» Selected excerpt:
Park Myung-soo (born August 27, 1970) is a South Korean DJ, comedian, MC, singer, and songwriter who debuted on television in 1993, appearing on MBC. He co-hosted the top-rated comic variety programme Infinite Challenge and also hosted the Date at 2 o'clock radio show.  He has released several music singles, including "Prince of the Sea", which was covered by LPG in 2007.

Personal life

Marriage and children 
On April 8, 2008, Park Myung-soo married his long-time girlfriend, 31-year-old doctor Han Su-min. This was the first time a member of Infinite Challenge has married since the show's inception. Their first child, Park Min-seo, was born in August 2008.

As of December 2009, with the joint co-operation of its enterprise company, he began his tenure as a CEO of a business called "Mohani" (모하니), which sells wigs in shopping malls.

Mental health and bullying
He confessed that he has suffered from anxiety since he was young due to being bullied severely when he was in school, to the point of being considered a loser by the students who picked on him and to the point where he developed generalized anxiety as consequence.

Career

Infinite Challenge 
On Infinite Challenge, Park is "the second-in-command" (2인자), putting him below the host-in-chief Yoo Jae-suk, who is "the first-in-command" (1인자). This spawned a running gag in which he often jokes about overthrowing Yoo Jae-suk as leader and becoming "first-in-command" himself. He also called "Rice Insect" (벼멸구), a rival nickname for Yoo Jae-suk's famous "Grasshopper". He also claimed that his nickname should be "Big Star" (거성/巨星 Geoseong). He sometimes tries to make use of his seniority by lecturing the other members on various matters, such as becoming a star; however, they rarely take him seriously.

Another nickname is "Chicken CEO," in reference to the Kyochon chicken shop which he formerly operated. He is currently a Seoul metropolitan manager of Imsil Cheese Pizza restaurant.

In October 2007, Park acquired another nickname, "worthless elder brother" (하찮은 형) after co-host Noh Hong-chul referred to him as a "worthless person with a worthless body" (하찮은 박명수님, 하찮은 몸) in comparison to world-class Figure skater Kim Yuna. Another related nickname is "Father" (아버지) since he is the oldest among another Infinite Challenge members and due to his weak stamina and slowly balding forehead.

Data lines:

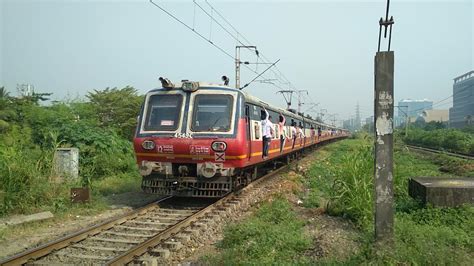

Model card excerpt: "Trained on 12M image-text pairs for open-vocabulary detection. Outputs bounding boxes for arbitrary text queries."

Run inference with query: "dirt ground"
[0,144,357,265]
[0,191,158,259]
[180,148,359,265]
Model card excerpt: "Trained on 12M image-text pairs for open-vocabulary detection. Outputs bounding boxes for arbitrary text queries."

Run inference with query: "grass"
[207,137,474,265]
[204,197,311,265]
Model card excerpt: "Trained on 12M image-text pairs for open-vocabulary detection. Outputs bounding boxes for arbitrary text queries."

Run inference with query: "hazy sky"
[0,0,474,122]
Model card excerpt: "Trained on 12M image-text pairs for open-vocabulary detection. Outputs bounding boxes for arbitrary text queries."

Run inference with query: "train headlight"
[211,141,227,152]
[201,163,217,178]
[142,140,155,150]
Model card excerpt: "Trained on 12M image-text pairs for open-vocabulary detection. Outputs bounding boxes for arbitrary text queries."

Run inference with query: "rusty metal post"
[375,52,394,243]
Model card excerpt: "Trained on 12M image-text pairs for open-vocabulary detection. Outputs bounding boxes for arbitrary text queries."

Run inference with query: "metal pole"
[374,52,394,244]
[235,46,240,89]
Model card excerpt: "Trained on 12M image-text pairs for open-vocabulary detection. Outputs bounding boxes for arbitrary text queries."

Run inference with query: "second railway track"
[405,145,474,160]
[0,161,287,265]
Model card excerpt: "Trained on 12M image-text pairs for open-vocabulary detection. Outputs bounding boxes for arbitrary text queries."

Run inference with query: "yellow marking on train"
[137,153,247,159]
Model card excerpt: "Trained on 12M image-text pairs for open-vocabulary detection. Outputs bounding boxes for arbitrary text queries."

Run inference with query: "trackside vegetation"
[206,197,311,265]
[403,126,474,155]
[0,87,142,216]
[211,135,474,265]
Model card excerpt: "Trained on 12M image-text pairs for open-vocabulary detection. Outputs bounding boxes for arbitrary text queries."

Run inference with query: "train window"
[144,94,183,131]
[191,94,233,132]
[253,121,262,139]
[249,104,261,120]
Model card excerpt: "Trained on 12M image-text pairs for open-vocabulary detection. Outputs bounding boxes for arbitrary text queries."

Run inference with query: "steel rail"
[106,165,289,265]
[405,145,474,160]
[0,137,345,265]
[0,196,173,265]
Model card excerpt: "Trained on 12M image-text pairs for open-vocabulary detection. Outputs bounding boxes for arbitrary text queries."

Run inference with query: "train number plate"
[214,152,225,162]
[156,145,174,153]
[189,145,210,154]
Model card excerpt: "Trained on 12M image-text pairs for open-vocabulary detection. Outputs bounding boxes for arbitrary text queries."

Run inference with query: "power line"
[206,0,294,89]
[149,0,234,59]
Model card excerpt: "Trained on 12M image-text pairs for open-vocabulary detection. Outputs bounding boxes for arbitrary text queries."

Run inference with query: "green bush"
[308,139,374,229]
[404,128,474,154]
[209,198,311,265]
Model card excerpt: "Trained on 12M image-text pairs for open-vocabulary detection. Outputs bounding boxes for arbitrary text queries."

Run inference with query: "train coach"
[134,81,347,197]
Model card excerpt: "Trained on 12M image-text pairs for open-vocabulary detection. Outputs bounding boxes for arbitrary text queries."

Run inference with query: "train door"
[245,104,252,160]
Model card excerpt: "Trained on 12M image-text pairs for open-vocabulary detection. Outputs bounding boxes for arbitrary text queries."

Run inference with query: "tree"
[87,86,143,139]
[0,87,15,133]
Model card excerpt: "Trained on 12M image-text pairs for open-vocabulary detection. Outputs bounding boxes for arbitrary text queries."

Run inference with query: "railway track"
[405,145,474,160]
[0,162,288,265]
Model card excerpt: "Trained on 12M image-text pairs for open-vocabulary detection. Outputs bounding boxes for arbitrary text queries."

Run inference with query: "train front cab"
[134,83,246,197]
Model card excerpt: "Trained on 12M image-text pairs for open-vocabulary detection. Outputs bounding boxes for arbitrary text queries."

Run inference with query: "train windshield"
[144,94,183,131]
[191,94,233,132]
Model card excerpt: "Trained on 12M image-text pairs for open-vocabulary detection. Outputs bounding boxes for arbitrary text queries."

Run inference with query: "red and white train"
[134,81,348,197]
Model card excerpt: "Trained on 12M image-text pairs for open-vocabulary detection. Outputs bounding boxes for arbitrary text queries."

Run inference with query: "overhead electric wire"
[206,0,294,89]
[149,0,234,59]
[149,0,294,94]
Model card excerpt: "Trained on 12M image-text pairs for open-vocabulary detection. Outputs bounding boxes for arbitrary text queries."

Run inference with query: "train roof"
[149,81,345,130]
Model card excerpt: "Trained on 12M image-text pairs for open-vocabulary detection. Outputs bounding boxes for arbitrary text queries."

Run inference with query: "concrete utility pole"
[296,90,309,113]
[235,45,258,89]
[374,0,394,246]
[394,105,409,137]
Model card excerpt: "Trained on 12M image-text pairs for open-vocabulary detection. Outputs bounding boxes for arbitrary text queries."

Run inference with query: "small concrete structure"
[54,148,79,179]
[0,211,54,227]
[408,177,474,207]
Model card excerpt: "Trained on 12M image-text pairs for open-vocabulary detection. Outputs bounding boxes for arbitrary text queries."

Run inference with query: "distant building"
[416,110,449,123]
[398,99,433,118]
[449,71,474,128]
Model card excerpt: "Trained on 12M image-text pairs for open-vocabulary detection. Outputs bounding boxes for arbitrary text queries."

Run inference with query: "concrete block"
[0,211,54,225]
[149,248,170,259]
[163,241,183,251]
[408,177,474,207]
[174,233,191,243]
[53,148,79,179]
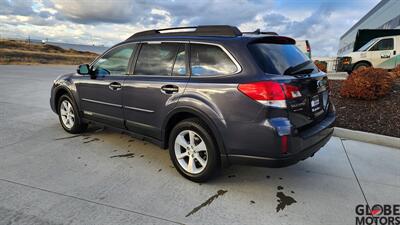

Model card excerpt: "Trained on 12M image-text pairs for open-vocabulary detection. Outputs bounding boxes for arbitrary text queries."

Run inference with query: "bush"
[392,65,400,78]
[340,67,394,100]
[314,60,328,73]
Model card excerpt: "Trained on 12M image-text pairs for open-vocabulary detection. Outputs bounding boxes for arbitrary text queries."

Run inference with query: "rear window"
[249,43,318,75]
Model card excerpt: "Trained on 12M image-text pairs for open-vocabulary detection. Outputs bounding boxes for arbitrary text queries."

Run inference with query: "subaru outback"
[50,25,335,182]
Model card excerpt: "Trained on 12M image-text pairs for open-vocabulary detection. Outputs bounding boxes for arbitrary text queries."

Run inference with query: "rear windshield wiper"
[283,60,314,75]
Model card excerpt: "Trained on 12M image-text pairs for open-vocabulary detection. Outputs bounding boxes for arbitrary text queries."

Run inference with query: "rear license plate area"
[310,95,322,114]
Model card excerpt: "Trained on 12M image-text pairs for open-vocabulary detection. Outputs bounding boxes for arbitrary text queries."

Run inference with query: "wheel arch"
[352,60,372,71]
[161,107,227,164]
[53,86,79,114]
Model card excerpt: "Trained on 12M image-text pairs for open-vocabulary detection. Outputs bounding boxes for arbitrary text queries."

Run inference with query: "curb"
[327,72,348,80]
[333,127,400,150]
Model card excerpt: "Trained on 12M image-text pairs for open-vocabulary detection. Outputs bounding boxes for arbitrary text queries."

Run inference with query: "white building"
[338,0,400,55]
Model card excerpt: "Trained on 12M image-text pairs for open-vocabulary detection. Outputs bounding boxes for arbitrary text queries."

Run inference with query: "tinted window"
[93,44,136,76]
[190,44,237,76]
[249,43,318,75]
[172,45,186,76]
[135,43,184,76]
[370,38,394,51]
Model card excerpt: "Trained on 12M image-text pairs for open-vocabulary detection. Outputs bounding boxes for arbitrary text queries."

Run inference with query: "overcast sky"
[0,0,379,56]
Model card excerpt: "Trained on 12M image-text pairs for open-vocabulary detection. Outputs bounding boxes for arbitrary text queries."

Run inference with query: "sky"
[0,0,379,56]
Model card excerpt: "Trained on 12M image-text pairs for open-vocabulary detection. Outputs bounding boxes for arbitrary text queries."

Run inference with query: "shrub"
[314,60,328,73]
[340,68,394,100]
[392,65,400,78]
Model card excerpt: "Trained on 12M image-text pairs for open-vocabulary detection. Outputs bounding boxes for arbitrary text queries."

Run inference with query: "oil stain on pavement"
[54,134,81,141]
[110,153,135,158]
[276,190,297,212]
[186,190,228,217]
[83,138,100,144]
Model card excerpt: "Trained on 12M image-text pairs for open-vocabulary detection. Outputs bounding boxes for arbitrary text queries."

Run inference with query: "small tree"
[340,67,394,100]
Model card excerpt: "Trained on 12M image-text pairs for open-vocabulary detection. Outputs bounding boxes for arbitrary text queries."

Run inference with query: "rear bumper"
[228,128,333,168]
[228,112,336,167]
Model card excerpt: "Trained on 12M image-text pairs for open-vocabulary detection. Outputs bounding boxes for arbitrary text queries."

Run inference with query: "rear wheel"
[169,119,218,182]
[353,62,371,71]
[58,95,88,134]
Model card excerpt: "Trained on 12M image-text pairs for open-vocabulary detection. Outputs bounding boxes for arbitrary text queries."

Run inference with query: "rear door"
[123,42,189,139]
[74,44,136,128]
[393,36,400,66]
[367,37,396,69]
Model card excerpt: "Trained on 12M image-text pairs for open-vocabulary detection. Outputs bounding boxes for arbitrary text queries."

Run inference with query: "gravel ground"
[330,79,400,137]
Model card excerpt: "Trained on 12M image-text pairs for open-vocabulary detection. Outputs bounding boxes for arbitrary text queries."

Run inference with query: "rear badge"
[311,95,321,112]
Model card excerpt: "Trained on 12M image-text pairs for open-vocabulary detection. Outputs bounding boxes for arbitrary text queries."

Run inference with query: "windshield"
[249,43,319,75]
[357,38,376,52]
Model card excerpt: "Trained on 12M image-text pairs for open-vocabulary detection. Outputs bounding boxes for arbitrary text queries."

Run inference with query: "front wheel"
[58,95,88,134]
[169,119,218,182]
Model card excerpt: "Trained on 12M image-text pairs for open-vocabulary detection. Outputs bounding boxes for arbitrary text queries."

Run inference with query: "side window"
[93,44,136,76]
[370,38,394,51]
[190,44,238,76]
[134,43,186,76]
[172,45,186,76]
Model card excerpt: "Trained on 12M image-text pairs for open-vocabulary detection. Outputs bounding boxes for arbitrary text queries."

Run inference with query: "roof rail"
[243,29,279,35]
[127,25,242,40]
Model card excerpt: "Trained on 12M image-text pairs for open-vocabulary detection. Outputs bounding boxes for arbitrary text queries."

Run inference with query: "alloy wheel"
[60,100,75,129]
[174,130,208,174]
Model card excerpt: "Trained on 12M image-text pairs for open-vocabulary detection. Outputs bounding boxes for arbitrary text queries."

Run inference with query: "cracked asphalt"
[0,65,400,225]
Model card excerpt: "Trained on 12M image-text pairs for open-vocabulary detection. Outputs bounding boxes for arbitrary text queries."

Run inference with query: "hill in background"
[0,39,98,65]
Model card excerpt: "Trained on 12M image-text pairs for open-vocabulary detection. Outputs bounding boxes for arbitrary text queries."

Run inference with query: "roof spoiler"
[127,25,242,40]
[243,29,278,35]
[250,35,296,45]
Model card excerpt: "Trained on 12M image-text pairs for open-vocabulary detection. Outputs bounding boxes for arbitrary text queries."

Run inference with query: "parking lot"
[0,66,400,225]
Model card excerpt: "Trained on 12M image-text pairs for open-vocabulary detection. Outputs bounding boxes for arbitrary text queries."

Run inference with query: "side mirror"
[76,64,90,75]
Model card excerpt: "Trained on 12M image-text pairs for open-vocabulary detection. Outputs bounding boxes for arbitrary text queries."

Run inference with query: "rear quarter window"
[248,43,319,75]
[190,44,238,76]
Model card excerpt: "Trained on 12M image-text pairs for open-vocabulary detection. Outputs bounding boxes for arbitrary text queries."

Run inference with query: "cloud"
[0,0,378,56]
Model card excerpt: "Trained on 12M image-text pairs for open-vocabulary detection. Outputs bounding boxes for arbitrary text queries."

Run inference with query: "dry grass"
[0,40,98,65]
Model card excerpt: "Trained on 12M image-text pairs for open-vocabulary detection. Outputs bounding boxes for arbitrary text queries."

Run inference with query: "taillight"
[281,135,288,154]
[238,81,301,108]
[306,41,311,52]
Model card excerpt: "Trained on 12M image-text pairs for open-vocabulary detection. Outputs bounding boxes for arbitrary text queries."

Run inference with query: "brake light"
[306,41,311,52]
[238,81,301,108]
[281,135,288,154]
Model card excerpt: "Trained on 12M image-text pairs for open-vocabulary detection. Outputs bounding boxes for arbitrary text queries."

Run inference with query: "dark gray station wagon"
[50,26,335,182]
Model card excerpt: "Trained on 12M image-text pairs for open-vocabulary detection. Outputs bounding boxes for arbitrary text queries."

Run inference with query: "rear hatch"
[248,36,329,130]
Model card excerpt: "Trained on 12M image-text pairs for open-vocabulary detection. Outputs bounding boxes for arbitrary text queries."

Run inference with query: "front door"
[123,42,189,139]
[367,37,396,69]
[76,44,136,128]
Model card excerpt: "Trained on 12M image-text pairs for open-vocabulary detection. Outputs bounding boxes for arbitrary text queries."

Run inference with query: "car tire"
[169,118,219,182]
[57,95,88,134]
[353,62,371,71]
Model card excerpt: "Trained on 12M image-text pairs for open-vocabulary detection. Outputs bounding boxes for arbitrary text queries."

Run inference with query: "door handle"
[161,84,179,94]
[108,82,122,91]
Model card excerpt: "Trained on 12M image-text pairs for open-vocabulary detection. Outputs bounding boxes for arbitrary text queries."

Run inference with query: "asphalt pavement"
[0,65,400,225]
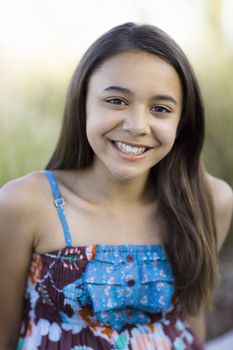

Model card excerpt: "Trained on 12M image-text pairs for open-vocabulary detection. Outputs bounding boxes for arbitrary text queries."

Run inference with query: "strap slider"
[54,197,65,207]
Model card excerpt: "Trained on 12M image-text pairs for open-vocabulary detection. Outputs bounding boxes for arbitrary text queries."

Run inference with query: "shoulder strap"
[43,170,73,247]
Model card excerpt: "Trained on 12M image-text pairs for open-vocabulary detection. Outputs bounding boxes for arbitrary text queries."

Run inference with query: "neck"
[71,163,155,206]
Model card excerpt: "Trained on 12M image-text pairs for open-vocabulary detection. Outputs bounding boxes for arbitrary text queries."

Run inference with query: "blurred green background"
[0,0,233,338]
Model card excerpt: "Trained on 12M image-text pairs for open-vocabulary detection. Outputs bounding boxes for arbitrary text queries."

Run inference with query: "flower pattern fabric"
[83,245,174,331]
[17,245,203,350]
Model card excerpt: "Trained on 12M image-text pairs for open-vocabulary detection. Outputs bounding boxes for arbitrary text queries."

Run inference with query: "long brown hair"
[46,23,217,314]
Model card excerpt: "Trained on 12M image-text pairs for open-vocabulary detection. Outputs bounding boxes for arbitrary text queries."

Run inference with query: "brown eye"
[106,97,127,106]
[151,105,171,113]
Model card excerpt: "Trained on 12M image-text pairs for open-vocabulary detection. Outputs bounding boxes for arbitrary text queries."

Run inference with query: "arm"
[0,180,36,350]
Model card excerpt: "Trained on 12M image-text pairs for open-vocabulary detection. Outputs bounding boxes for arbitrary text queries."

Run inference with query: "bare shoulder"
[0,172,46,247]
[207,174,233,249]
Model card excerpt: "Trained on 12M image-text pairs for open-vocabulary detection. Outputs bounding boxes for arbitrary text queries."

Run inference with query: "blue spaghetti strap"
[42,170,73,247]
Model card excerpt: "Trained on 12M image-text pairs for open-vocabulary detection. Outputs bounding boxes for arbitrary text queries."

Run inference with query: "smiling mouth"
[111,141,149,156]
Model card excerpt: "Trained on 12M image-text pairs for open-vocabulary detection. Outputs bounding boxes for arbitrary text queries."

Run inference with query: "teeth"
[114,141,146,155]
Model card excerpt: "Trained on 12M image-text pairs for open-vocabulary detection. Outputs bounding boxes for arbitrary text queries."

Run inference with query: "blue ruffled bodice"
[82,245,174,330]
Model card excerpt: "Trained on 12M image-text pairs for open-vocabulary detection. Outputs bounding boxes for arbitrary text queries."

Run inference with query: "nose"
[123,108,150,136]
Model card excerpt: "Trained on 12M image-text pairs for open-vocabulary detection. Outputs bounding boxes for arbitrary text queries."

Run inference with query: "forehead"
[89,51,182,98]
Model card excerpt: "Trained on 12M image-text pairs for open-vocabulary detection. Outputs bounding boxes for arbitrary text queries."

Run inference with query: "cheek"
[153,121,178,145]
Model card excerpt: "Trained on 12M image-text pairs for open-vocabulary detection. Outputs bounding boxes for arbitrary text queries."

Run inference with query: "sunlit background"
[0,0,233,337]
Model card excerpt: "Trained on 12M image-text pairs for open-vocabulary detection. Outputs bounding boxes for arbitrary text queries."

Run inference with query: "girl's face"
[86,51,182,180]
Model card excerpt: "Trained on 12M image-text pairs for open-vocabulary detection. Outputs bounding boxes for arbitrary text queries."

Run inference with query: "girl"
[0,23,233,350]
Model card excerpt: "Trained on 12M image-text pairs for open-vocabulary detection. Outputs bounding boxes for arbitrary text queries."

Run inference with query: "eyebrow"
[104,85,177,105]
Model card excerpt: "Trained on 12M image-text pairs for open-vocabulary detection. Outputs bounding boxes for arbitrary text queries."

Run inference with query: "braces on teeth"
[115,141,146,155]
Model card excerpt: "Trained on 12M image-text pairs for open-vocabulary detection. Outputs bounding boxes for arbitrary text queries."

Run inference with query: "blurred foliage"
[0,43,233,252]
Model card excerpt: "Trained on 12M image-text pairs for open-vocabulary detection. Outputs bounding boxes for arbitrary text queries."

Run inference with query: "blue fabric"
[43,170,73,247]
[83,245,174,330]
[43,170,174,331]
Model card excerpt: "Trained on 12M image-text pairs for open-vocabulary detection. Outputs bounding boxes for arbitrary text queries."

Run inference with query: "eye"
[151,105,171,113]
[106,97,128,106]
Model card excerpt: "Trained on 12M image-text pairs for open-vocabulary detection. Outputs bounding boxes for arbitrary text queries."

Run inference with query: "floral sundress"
[17,170,204,350]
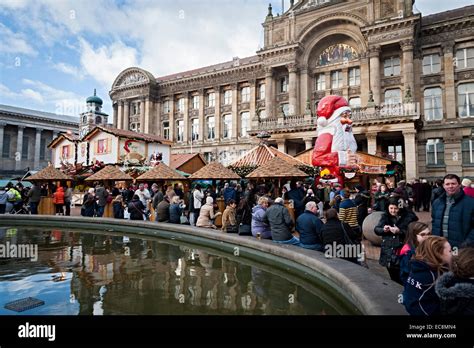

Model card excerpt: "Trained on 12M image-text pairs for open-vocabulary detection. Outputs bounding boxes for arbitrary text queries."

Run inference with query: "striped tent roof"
[189,162,240,180]
[247,157,308,179]
[137,162,186,181]
[25,166,72,181]
[86,166,133,181]
[229,144,305,167]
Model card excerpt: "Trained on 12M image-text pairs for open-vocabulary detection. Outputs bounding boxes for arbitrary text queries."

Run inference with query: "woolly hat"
[317,95,351,127]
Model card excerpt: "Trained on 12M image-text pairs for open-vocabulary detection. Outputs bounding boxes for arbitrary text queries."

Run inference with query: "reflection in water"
[0,229,356,315]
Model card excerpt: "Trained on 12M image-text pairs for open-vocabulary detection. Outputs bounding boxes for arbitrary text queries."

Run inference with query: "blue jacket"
[403,260,440,316]
[252,205,272,239]
[431,190,474,248]
[296,210,323,247]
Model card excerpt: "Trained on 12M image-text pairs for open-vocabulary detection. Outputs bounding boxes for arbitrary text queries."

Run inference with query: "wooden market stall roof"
[25,166,72,181]
[137,162,186,181]
[247,157,308,179]
[295,148,392,174]
[189,162,240,180]
[86,165,133,181]
[229,144,305,167]
[170,153,207,174]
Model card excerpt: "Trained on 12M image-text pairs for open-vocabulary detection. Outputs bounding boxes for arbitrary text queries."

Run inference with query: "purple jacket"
[252,205,272,239]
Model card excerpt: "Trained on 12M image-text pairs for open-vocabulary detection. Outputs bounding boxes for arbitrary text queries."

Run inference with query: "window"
[462,138,474,164]
[21,137,30,159]
[279,76,288,93]
[224,91,232,105]
[349,97,361,108]
[240,87,250,103]
[176,98,184,112]
[176,120,184,142]
[349,68,360,86]
[95,139,110,155]
[423,54,441,75]
[163,100,171,114]
[331,70,342,88]
[207,93,216,107]
[40,138,46,160]
[61,145,72,160]
[458,83,474,117]
[387,145,403,162]
[258,83,265,100]
[223,115,232,139]
[2,134,11,158]
[191,118,199,141]
[385,88,402,105]
[424,87,443,121]
[163,122,170,140]
[455,47,474,69]
[207,116,216,140]
[383,57,400,76]
[193,95,199,110]
[240,112,250,137]
[426,139,444,166]
[316,74,326,91]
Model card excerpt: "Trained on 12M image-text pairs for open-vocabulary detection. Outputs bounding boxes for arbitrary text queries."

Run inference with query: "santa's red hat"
[317,95,351,127]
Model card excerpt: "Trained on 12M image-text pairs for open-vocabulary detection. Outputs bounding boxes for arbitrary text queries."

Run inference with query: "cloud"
[0,23,38,56]
[79,38,138,88]
[53,62,84,80]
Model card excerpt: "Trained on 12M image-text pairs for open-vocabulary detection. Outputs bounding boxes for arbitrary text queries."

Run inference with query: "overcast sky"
[0,0,472,116]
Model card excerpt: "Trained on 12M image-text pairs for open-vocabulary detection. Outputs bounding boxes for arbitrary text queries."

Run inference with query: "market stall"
[85,165,133,218]
[25,166,73,215]
[189,162,240,227]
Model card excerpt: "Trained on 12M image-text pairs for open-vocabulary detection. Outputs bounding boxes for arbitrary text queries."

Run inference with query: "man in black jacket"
[263,197,300,246]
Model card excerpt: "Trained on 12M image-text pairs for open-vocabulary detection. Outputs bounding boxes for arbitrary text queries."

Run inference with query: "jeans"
[273,237,301,246]
[30,202,38,215]
[299,242,324,251]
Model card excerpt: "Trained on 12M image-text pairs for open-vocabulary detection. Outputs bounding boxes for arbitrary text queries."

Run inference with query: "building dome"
[86,88,103,105]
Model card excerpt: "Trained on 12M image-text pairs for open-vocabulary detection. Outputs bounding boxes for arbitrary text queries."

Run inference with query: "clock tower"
[79,89,109,139]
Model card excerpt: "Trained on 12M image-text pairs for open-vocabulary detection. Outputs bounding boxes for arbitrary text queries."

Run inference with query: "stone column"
[199,89,207,143]
[299,67,312,113]
[369,46,381,105]
[15,126,25,170]
[117,100,123,129]
[231,83,240,140]
[249,80,257,128]
[360,53,370,107]
[287,64,299,115]
[140,98,145,133]
[276,139,286,153]
[265,67,275,118]
[441,41,457,119]
[403,129,418,180]
[112,103,117,128]
[214,86,222,142]
[0,122,7,168]
[33,128,42,170]
[366,133,377,155]
[183,92,188,144]
[168,95,176,142]
[122,100,130,130]
[400,39,415,102]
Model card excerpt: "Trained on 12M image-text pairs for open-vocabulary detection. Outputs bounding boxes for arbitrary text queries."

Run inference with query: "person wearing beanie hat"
[312,95,358,183]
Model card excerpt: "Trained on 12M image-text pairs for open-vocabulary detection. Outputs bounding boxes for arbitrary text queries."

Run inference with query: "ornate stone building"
[110,0,474,179]
[0,105,79,174]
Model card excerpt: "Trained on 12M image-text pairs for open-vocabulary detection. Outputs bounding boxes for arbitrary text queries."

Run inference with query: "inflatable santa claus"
[313,95,358,184]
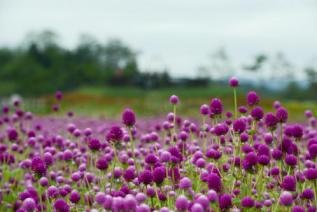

» Task directions:
Answer these questions using the text about Park Myung-soo:
1. Whom did he marry on April 8, 2008?
2. What does the business "Mohani" sell?
3. Which co-host called him a "worthless person with a worthless body"?
This material has no connection to the text about Park Myung-soo.

» Result:
1. His long-time girlfriend, 31-year-old doctor Han Su-min.
2. Wigs, in shopping malls.
3. Noh Hong-chul.